# Extrait choisi
——————

50 élèves / 3ème / accompagnés par un professeur de physique-chimie, une professeure de mathématique et deux professeures documentalistes
C’est avec un engouement non dissimulé et sous les exclamations que les élèves ont accueilli l’actrice, autrice, réalisatrice, et… ancienne élève, Nadège Beausson-Diagne, dans son ancien collège, Albert Schweitzer à Créteil (94). Il y a bien des années que l’artiste n’avait pas poussé les portes du collège, qui a depuis bien changé. Les évolutions architecturales et les rénovations engagées transformant les lieux de son adolescence, n’ont en rien entamé l’émotion palpable de Nadège Beausson-Diagne. Guidée par les professeurs, l’actrice est revenue sur les traces de son passé, d’abord dans la cour de récréation de l’établissement, suivie de nombreux élèves curieux de sa venue.
Ce fut l’occasion pour Nadège d’échanger avec les élèves et de signer des autographes sur les carnets de correspondance, sous l’œil amusé des professeurs. Puis vint le moment de rencontrer les 3ème, afin de leur parler des différents métiers qu’elle exerce dans l’univers du cinéma et de l’audiovisuel, de son quotidien en tant qu’artiste et de ses divers engagements.

——————

# Extrait de données
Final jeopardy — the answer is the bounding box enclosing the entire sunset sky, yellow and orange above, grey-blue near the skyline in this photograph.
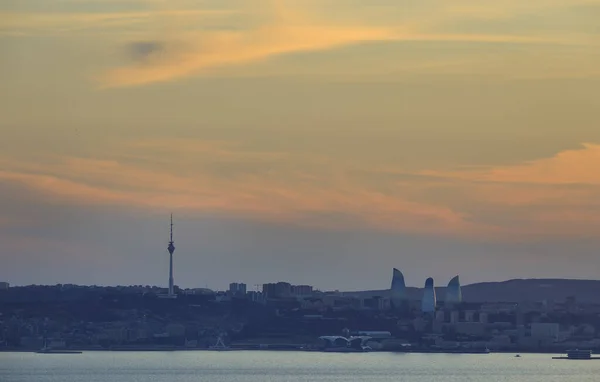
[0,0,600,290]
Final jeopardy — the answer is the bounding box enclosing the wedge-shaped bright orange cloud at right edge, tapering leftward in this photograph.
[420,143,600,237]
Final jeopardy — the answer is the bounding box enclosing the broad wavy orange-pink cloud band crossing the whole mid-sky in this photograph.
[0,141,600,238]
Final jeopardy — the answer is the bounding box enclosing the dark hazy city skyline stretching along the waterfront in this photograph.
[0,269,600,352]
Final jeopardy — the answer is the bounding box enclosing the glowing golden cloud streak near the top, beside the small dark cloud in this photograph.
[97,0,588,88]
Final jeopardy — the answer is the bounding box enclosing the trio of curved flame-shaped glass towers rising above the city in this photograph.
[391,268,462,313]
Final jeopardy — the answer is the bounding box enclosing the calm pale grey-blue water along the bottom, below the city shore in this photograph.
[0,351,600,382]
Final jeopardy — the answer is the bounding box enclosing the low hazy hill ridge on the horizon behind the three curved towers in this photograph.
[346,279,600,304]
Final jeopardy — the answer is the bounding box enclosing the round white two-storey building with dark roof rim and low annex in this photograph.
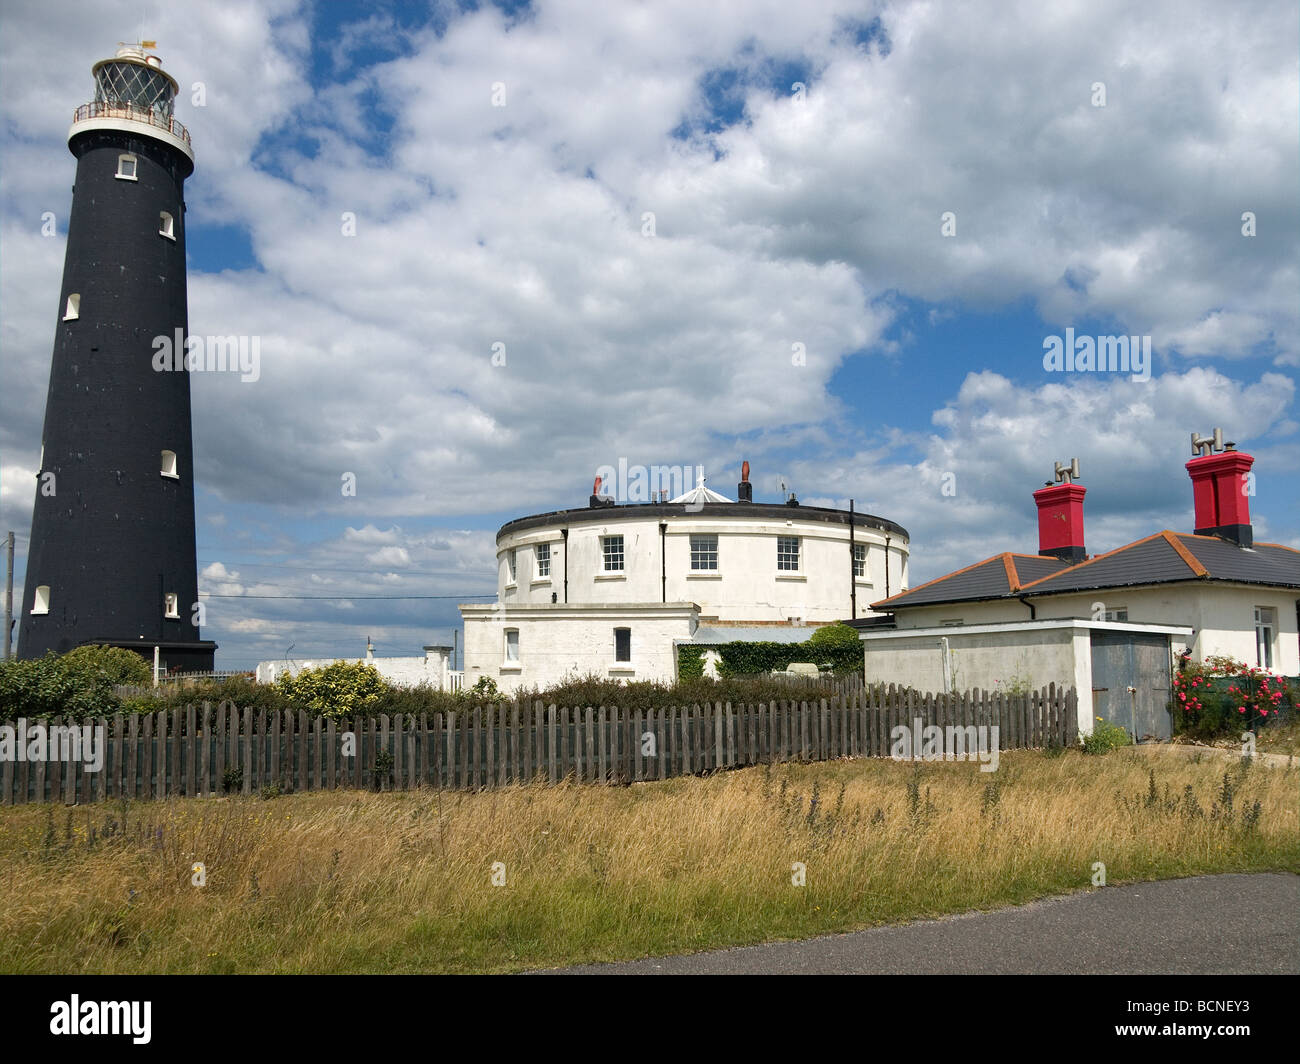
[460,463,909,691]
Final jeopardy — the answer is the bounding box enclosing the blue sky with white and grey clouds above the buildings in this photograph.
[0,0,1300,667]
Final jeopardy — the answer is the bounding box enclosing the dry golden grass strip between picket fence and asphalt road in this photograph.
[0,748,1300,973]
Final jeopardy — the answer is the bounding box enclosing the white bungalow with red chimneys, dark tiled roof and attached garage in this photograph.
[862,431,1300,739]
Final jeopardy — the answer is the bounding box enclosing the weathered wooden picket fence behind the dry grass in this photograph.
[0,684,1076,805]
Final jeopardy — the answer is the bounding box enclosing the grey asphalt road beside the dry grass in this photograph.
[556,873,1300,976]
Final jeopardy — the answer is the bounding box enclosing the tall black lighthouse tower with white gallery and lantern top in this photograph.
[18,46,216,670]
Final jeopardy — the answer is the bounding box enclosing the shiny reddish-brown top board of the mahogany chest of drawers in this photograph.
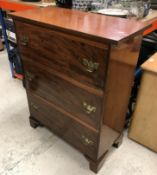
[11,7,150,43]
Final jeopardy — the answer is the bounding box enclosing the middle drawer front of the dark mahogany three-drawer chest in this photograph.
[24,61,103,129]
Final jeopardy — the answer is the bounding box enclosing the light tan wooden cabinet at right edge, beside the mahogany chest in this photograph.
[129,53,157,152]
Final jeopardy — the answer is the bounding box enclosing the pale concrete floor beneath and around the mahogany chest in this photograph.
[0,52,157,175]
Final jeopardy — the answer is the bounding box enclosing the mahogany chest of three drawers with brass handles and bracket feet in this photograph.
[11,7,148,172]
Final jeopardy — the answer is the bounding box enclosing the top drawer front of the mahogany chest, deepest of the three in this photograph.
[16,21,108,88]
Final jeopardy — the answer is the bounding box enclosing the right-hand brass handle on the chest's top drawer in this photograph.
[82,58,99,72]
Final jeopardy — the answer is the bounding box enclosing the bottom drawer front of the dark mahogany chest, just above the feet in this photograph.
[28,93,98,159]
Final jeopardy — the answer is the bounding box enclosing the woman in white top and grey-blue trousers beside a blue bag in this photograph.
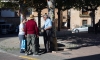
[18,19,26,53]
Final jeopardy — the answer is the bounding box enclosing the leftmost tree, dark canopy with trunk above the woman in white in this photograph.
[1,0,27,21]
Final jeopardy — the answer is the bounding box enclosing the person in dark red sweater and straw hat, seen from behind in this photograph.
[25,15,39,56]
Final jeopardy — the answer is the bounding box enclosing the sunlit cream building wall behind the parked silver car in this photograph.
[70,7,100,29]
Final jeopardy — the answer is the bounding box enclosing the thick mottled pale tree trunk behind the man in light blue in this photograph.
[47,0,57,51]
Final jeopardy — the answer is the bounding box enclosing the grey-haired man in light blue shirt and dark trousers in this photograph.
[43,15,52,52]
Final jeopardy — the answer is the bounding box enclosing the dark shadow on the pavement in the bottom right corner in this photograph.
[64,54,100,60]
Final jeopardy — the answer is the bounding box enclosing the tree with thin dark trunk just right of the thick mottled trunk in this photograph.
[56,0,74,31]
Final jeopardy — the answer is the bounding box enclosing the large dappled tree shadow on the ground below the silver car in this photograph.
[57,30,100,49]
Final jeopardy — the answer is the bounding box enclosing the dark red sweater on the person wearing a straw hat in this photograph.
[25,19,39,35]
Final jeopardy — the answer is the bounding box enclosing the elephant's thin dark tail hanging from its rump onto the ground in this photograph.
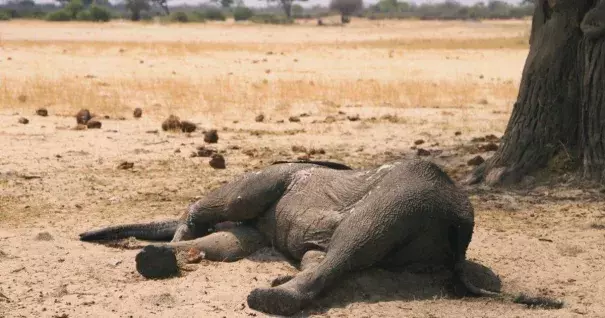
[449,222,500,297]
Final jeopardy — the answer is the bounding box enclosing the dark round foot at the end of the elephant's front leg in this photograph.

——————

# Consigne de travail 1
Énumérez les adultes qui accompagnent les élèves, tels que les présente l'extrait choisi sur la visite de Nadège Beausson-Diagne au collège.
# Consigne de travail 2
Poursuivez le récit de la visite de Nadège Beausson-Diagne au collège Albert Schweitzer à partir de sa dernière phrase.
Les enregistrements proviennent d'une autre source.

# Réponse rédigée 1
Un professeur de physique-chimie, une professeure de mathématique et deux professeures documentalistes.

# Réponse rédigée 2
Nadège Beausson-Diagne, détendue et avenante, a vite créé un lien de proximité avec le jeune public, commençant par présenter son parcours en quelques mots. L’actrice, autrice et réalisatrice a raconté qu’elle avait fait toute sa scolarité dans la ville de Créteil, de l’école primaire au lycée, ayant également fréquenté le Conservatoire national supérieur d’art dramatique et de musique de la ville. C’est donc à Créteil qu’elle a commencé à se former aux métiers artistiques. L’artiste a d’ailleurs confié aux élèves que cette envie de devenir actrice date de l’âge de 9 ans. Fortement encouragée par sa mère, elle s’est lancée dans un parcours du combattant comme elle l’a qualifié. Elle est revenue avec les élèves sur la dure réalité à laquelle elle s’est confrontée en tant que femme noire dans le secteur du cinéma, ce qui l’a amenée d’ailleurs à écrire un livre.
Les élèves étaient également curieux de savoir comment se passait la vie au collège pour l’ancienne élève. « Ce que je vais vous dire, ce n’est pas forcément ce qu’il faut faire », a commenté la comédienne. En effet, elle a avoué que la période du collège était une période difficile de sa vie, et qu’elle souffrait d’un réel mal-être compte tenu d’une situation personnelle et familiale compliquée. Elle a expliqué avoir beaucoup séché les cours, car elle trouvait que le collège était un endroit qui éteignait les rêves qu’elle avait dans la tête. Elle a malgré tout réussi à aller au bout de sa scolarité en s’étant intéressée à certaines matières comme le français ou le grec ancien, dans lesquelles elle excellait.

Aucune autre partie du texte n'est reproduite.